# PAGE EXTRACT
○ ○ ○ ○ ○ ○ ○
# Jaw grinding



## fkrel (Sep 19, 2018)

I used this method to grind my jaws from u-tube      



    The runout on mine were .012 before grinding and .003 after grinding and I can live with that.


----------



## benmychree (Sep 19, 2018)

To achieve a satisfactory job of jaw grinding, it is necessary to restrain the jaws as they are tightened inwards; on one small lathe, I drilled the face of the jaws at the smallest step with a carbide drill and chucked down on a steel ring sized big enough to allow the grinding wheel to enter the jaws.  There are other ways of achieving this.


----------



## fkrel (Sep 19, 2018)

I seen a video of someone doing it like that I made the spacers for between the jaws and it worked good the picture is after I removed the chuck and dissembled and washed it out and reoiled and then checked the runout


----------



## wa5cab (Sep 20, 2018)

Ideally, the grinder should be mounted to something like the Atlas milling attachment in order to have the gripping surface be flat instead of radiused.


----------



## Kernbigo (Sep 20, 2018)

i use the method like in the video except i use square gage block instead of the home made steel spacers, works great


----------



## bpimm (Sep 20, 2018)
○ ○ ○ ○ ○ ○ ○
# RECORDS SUPPLIED
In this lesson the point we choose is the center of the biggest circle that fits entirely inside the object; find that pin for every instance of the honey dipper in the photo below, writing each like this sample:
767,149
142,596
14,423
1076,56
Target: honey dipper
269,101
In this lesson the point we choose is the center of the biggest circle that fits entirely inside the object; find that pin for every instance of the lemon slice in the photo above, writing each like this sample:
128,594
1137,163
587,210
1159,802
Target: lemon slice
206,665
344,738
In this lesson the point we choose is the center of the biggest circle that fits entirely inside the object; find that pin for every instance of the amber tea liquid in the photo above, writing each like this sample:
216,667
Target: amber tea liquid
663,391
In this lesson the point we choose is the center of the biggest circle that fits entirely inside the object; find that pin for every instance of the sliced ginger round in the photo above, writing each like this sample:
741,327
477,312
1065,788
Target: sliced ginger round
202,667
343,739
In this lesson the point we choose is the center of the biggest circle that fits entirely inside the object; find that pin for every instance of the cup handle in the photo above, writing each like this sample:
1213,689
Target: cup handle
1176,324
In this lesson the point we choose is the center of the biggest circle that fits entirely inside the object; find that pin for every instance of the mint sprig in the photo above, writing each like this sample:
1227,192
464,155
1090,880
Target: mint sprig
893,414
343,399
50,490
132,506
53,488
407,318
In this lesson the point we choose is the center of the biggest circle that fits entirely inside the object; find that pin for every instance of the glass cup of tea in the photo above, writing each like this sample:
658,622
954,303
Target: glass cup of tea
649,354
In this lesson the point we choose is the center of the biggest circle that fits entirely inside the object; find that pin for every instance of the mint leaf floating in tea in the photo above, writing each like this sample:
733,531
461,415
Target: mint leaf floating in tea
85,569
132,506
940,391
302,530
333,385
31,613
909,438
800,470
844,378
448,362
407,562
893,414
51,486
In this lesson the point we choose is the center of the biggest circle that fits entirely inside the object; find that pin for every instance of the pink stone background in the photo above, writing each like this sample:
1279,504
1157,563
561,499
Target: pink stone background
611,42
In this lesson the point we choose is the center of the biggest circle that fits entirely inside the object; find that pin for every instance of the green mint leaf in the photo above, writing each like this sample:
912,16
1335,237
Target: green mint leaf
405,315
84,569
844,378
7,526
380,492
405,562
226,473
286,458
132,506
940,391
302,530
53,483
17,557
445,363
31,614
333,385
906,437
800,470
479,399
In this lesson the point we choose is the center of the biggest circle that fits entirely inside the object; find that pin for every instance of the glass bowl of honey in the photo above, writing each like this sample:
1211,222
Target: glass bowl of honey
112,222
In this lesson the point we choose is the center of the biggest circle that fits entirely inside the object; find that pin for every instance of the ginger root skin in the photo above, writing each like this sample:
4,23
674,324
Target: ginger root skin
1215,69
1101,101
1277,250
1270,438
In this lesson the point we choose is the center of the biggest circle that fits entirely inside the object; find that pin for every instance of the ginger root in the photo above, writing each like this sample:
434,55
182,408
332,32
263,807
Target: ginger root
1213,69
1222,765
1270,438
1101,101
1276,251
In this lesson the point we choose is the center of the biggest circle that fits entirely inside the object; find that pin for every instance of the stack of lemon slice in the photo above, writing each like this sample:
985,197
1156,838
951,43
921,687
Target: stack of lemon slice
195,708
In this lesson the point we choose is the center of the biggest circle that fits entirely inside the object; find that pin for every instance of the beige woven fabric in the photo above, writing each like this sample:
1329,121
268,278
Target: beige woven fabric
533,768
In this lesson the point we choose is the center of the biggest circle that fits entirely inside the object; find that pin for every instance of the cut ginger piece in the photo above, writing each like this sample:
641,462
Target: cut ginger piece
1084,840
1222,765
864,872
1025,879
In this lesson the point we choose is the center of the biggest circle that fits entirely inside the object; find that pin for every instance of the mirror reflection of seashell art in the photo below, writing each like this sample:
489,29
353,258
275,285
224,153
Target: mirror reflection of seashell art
○ ○ ○ ○ ○ ○ ○
# TO DO
a) Please duplicate the jaw grinding thread from "I seen a video" to "wa5cab (Sep 20, 2018)".
b) Summarize the jaw grinding thread in two sentences.
c) In the jaw grinding thread, what does Kernbigo use in place of the home made steel spacers?
The material has no connection to the jaw grinding thread.

# TASK-BY-TASK RESULTS
a)
I seen a video of someone doing it like that I made the spacers for between the jaws and it worked good the picture is after I removed the chuck and dissembled and washed it out and reoiled and then checked the runout


----------



## wa5cab (Sep 20, 2018)

b) After following a video method and placing spacers between the jaws, one poster reduced chuck runout from .012 before grinding to .003 after. Other replies say the jaws must be restrained as they are tightened, for example by chucking on a steel ring or using square gage blocks, and that mounting the grinder on something like the Atlas milling attachment would give flat rather than radiused gripping surfaces.

c) A square gage block.